[Stored dataset items]

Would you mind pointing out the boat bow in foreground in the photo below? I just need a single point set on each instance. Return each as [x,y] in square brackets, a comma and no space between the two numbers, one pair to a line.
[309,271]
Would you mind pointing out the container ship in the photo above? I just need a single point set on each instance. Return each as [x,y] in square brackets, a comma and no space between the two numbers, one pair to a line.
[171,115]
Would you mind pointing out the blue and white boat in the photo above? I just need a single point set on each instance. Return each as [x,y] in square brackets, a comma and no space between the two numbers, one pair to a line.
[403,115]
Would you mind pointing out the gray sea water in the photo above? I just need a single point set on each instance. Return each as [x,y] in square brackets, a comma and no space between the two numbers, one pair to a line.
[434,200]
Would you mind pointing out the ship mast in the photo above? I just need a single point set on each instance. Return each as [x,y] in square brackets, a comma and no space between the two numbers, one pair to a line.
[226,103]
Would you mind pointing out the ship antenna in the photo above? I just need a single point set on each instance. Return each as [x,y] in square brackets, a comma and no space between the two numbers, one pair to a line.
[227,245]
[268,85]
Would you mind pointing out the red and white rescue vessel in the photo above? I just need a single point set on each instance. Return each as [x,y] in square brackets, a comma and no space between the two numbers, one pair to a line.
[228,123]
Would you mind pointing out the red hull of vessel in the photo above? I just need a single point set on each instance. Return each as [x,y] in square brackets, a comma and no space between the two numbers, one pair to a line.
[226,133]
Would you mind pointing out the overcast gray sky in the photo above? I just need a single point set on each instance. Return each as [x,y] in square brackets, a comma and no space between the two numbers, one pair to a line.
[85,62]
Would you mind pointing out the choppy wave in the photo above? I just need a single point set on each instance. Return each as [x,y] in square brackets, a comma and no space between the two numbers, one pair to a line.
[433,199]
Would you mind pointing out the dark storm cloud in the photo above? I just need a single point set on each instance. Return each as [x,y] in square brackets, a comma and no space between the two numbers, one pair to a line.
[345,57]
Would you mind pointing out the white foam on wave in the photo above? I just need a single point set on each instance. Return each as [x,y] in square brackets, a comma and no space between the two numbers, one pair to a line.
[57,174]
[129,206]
...
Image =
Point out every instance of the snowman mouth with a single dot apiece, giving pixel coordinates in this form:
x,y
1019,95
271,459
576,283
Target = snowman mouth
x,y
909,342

Objective.
Report each line of the records that contains the string "boat", copying the whole line. Case counts.

Final result.
Would you mind pointing out the boat bow in foreground in the photo below? I just need a single point set on each instance. Return each as [x,y] in square brackets, a comma and no space between the two numbers, one pair to a line.
Would you mind pointing out the blue and white boat in the photo above? I just need a single point set on each instance. Return each as [x,y] in square brackets, a comma and no space between the two numbers, one pair to a line.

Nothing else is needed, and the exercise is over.